### Apply what you read
a) Please copy the transfusion-risk article between "The risk of becoming" and "recognize the presence of the virus.", inclusive.
b) Decide whether each statement agrees with the transfusion-risk article, answering yes or no and quoting the article's deciding words: (i) The new study says up to 460 people a year may receive blood contaminated with the AIDS virus. (ii) Current screening of blood began in 1990. (iii) Jackie Campbell speaks for the Food and Drug Administration.

-- Passage provided follows --

The risk of becoming infected with the AIDS virus through a blood transfusion is significantly higher than previously thought, according to a new study stating that as many as 460 people a year may receive blood contaminated with the virus.
The researchers found that donors unknowingly infected with the fatal virus had ignored precautions and gone ahead and given blood, and that tests designed to screen out tainted blood had then failed to detect the presence of the virus.
For that reason, the researchers urge blood banks to find better ways of discouraging so-called high-risk individuals from giving blood, and they call for prompt evaluation of new screening tests better able to recognize the presence of the virus.
"We can . . . do a better job of keeping infected persons from donating blood," said Dr. John Ward, a co-author of the article published today in the New England Journal of Medicine. "By getting the message to them . . . , 'If you are at risk, don't donate, because you may transmit.' "
In response to the article, a national organization that sets standards for blood banks announced Wednesday that it would begin studying new, experimental methods of screening blood to see whether they might be effective if implemented nationwide.
Risk Remains Small
But blood bank officials as well as the researchers emphasized that the risk of infection by transfusion remains small. Some 7,000 new transfusion-related infections--far more than the 460 estimated--occurred in the year before current screening began in 1985.
"We need to keep the risk in perspective," said Jackie Campbell, a spokesman for the American Assn. of Blood Banks. "Our point is that the risk from not getting a transfusion that you need is greater than the risk of getting one."
In addition, a spokesman for the federal Food and Drug Administration, which regulates blood banks, pointed out that new precautions have been added since the cases covered in the study. He said those steps make the risk even more remote today.
For example, literature given to all donors more clearly explains who might be at risk for infection and therefore should not donate blood. Donors are also now given the option of specifying that their blood be used for research and not for transfusions.

-- Passage provided concluded --
-- Recorded information follows --

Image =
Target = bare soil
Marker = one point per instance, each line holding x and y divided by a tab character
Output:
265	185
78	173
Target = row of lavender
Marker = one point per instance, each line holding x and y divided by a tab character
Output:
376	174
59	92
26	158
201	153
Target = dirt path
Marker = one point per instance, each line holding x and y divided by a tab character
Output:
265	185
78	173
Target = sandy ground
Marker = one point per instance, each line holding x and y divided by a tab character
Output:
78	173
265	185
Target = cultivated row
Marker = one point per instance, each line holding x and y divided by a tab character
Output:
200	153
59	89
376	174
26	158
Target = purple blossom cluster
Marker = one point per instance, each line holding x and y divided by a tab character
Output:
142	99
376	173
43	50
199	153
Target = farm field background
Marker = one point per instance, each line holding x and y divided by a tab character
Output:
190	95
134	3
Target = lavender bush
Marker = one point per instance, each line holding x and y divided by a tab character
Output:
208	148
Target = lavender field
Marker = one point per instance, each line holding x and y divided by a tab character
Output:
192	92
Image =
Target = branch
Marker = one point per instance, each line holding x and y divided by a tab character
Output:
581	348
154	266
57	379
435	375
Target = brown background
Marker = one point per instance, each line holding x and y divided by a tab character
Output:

-- Recorded information concluded --

### Solutions
a)
The risk of becoming infected with the AIDS virus through a blood transfusion is significantly higher than previously thought, according to a new study stating that as many as 460 people a year may receive blood contaminated with the virus.
The researchers found that donors unknowingly infected with the fatal virus had ignored precautions and gone ahead and given blood, and that tests designed to screen out tainted blood had then failed to detect the presence of the virus.
For that reason, the researchers urge blood banks to find better ways of discouraging so-called high-risk individuals from giving blood, and they call for prompt evaluation of new screening tests better able to recognize the presence of the virus.

b)
(i) Yes: "as many as 460 people a year may receive blood contaminated with the virus"
(ii) No: "in the year before current screening began in 1985"
(iii) No: "said Jackie Campbell, a spokesman for the American Assn. of Blood Banks"